Provided passage
Muhammad Amir Bijligar  was a companion of Mufti Mahmud and played an active role in national politics, particularly in the 1970s and afterwards. He was sent to jail four times for his political activities during Martial Law regimes.

Overview 

Muhammad Amir received his religious education at the Jamia Islamia Darul Uloomi Sarhad (جامعه اسلاميه دارالعلوم سرحد), a religious school in Peshawar, in 1950. He later joined the institution as a teacher and taught the Quran and Hadith, where a large number of students came to learn from him.

He was Imam of the mosque of Bijli Ghar. This led to him being known as Maulana Bijligar. He had shifted to Peshawar from Darra Adam Khel due to an enmity with some people in the semi tribal belt of Darra. He was popular among the people particularly because of his criticism of the government and its policy makers. Audio cassettes of Bijligar's sermons gained popularity in Peshawar.

Dataset rows
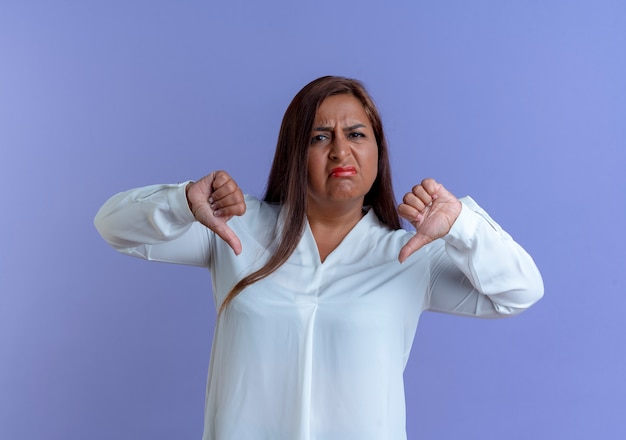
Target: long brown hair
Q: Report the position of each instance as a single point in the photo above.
(287, 182)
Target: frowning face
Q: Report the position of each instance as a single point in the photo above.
(343, 154)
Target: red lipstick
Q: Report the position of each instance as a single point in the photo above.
(343, 172)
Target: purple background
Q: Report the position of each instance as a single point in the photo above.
(521, 104)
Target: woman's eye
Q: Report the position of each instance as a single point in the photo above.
(318, 138)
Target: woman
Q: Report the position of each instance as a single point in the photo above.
(318, 288)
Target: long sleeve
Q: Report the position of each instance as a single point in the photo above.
(481, 270)
(154, 223)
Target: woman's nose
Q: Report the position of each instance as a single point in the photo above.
(340, 148)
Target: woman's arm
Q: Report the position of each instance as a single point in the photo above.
(158, 223)
(481, 270)
(154, 223)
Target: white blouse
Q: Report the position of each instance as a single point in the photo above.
(316, 351)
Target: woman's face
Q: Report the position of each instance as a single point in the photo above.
(343, 154)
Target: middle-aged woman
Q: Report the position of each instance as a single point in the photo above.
(318, 288)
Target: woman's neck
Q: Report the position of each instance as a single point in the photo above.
(330, 227)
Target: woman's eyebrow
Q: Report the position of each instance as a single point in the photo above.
(350, 128)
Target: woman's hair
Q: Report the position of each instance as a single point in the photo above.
(287, 182)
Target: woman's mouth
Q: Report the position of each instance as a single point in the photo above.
(343, 172)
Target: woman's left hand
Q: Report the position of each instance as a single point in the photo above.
(432, 210)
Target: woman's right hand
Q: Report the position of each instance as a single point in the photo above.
(214, 200)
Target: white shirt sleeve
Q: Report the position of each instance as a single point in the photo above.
(481, 270)
(155, 223)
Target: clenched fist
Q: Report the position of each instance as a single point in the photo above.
(432, 210)
(214, 200)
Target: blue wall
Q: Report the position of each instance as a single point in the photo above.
(521, 104)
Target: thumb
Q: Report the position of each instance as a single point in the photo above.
(413, 245)
(227, 234)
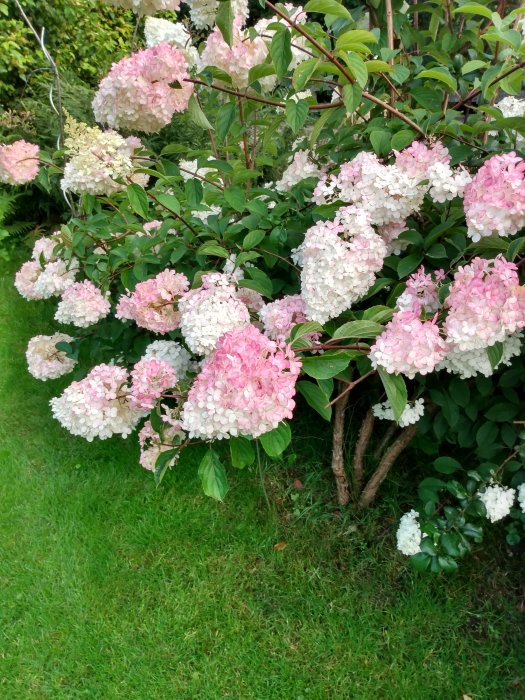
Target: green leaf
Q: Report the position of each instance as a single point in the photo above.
(281, 51)
(276, 441)
(225, 119)
(375, 66)
(420, 561)
(213, 476)
(316, 398)
(253, 238)
(352, 95)
(380, 140)
(164, 461)
(441, 74)
(359, 329)
(515, 247)
(408, 264)
(472, 65)
(329, 364)
(235, 198)
(213, 249)
(242, 452)
(474, 8)
(169, 202)
(304, 72)
(195, 112)
(357, 68)
(296, 113)
(349, 39)
(193, 190)
(502, 412)
(327, 7)
(446, 465)
(402, 139)
(396, 391)
(224, 20)
(138, 200)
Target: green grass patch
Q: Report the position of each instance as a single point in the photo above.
(113, 589)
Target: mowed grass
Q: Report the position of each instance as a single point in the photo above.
(113, 589)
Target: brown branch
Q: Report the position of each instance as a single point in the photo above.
(349, 388)
(263, 100)
(476, 92)
(389, 433)
(329, 55)
(338, 461)
(365, 433)
(390, 456)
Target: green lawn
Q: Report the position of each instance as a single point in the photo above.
(111, 588)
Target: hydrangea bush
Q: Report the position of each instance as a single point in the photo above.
(351, 234)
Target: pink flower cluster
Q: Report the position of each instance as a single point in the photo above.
(209, 311)
(421, 292)
(149, 380)
(45, 275)
(44, 361)
(339, 261)
(153, 303)
(82, 304)
(143, 91)
(418, 158)
(486, 304)
(18, 162)
(98, 406)
(238, 59)
(408, 345)
(495, 199)
(246, 387)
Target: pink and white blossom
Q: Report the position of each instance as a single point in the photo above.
(246, 387)
(142, 92)
(153, 304)
(18, 162)
(44, 361)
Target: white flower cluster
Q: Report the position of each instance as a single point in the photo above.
(469, 363)
(45, 275)
(301, 167)
(171, 352)
(209, 312)
(203, 12)
(446, 183)
(387, 192)
(100, 162)
(410, 415)
(498, 501)
(97, 406)
(160, 31)
(146, 7)
(83, 304)
(339, 261)
(521, 497)
(44, 361)
(513, 107)
(409, 534)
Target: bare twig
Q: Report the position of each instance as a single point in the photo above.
(338, 460)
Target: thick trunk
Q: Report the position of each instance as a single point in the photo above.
(338, 460)
(390, 456)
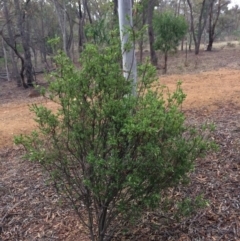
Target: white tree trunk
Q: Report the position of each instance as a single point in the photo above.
(129, 59)
(6, 62)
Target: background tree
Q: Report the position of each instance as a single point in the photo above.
(151, 6)
(216, 8)
(202, 10)
(169, 30)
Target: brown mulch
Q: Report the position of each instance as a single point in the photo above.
(31, 210)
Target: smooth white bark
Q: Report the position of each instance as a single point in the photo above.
(129, 59)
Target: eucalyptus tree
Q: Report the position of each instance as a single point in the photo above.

Work instructions
• A. Answer these questions using the passage on Muhammad Amir Bijligar:
(i) How many times was he jailed for his political activities during Martial Law regimes?
(ii) At which religious school in Peshawar did he receive his religious education, and in what year?
(iii) From where did he move to Peshawar?
• B. Continue the passage on Muhammad Amir Bijligar from its final sentence.

Responses by task
• A.
(i) Four times.
(ii) The Jamia Islamia Darul Uloomi Sarhad, in 1950.
(iii) From Darra Adam Khel.

• B.
Speeches 
Mohammad Amir used to give speeches and sermons in Pashto, Urdu and Hindko language. He spoke on various topics and in his statements he strongly criticized leaders. He was visited by people from far away in order to hear his speeches. He went to jail for speaking out against leaders in three different periods.

Death 
He died on 30 December 2012, after a long illness. He left behind three sons and three daughters.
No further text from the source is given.